◆ **Supplied data**
########################################

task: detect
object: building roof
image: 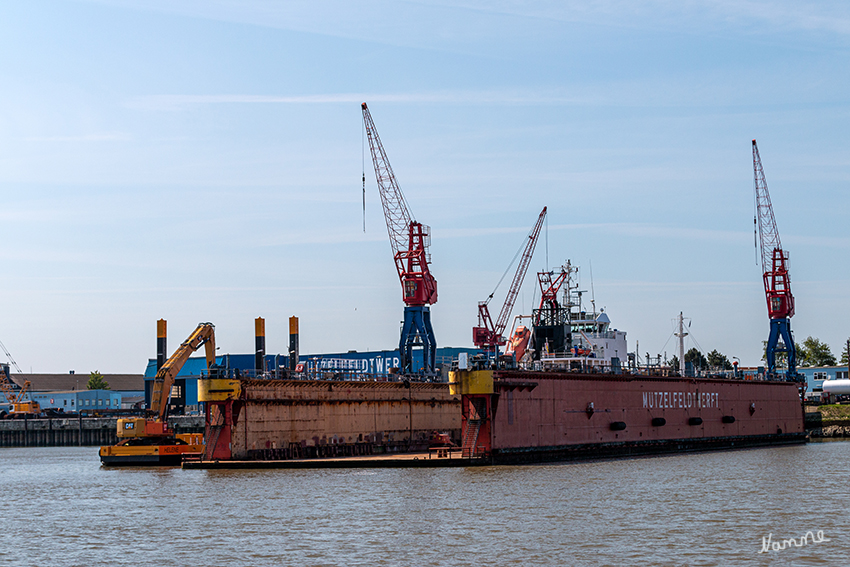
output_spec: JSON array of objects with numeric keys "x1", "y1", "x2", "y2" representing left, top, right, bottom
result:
[{"x1": 10, "y1": 373, "x2": 144, "y2": 392}]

########################################

◆ **Task statement**
Could you restate the entries word for word, skipping any pictures?

◆ **Result for this exercise**
task: detect
object: building roof
image: 
output_spec: JSON array of objects with numeric keys "x1", "y1", "x2", "y2" representing left, top, right, bottom
result:
[{"x1": 10, "y1": 373, "x2": 144, "y2": 392}]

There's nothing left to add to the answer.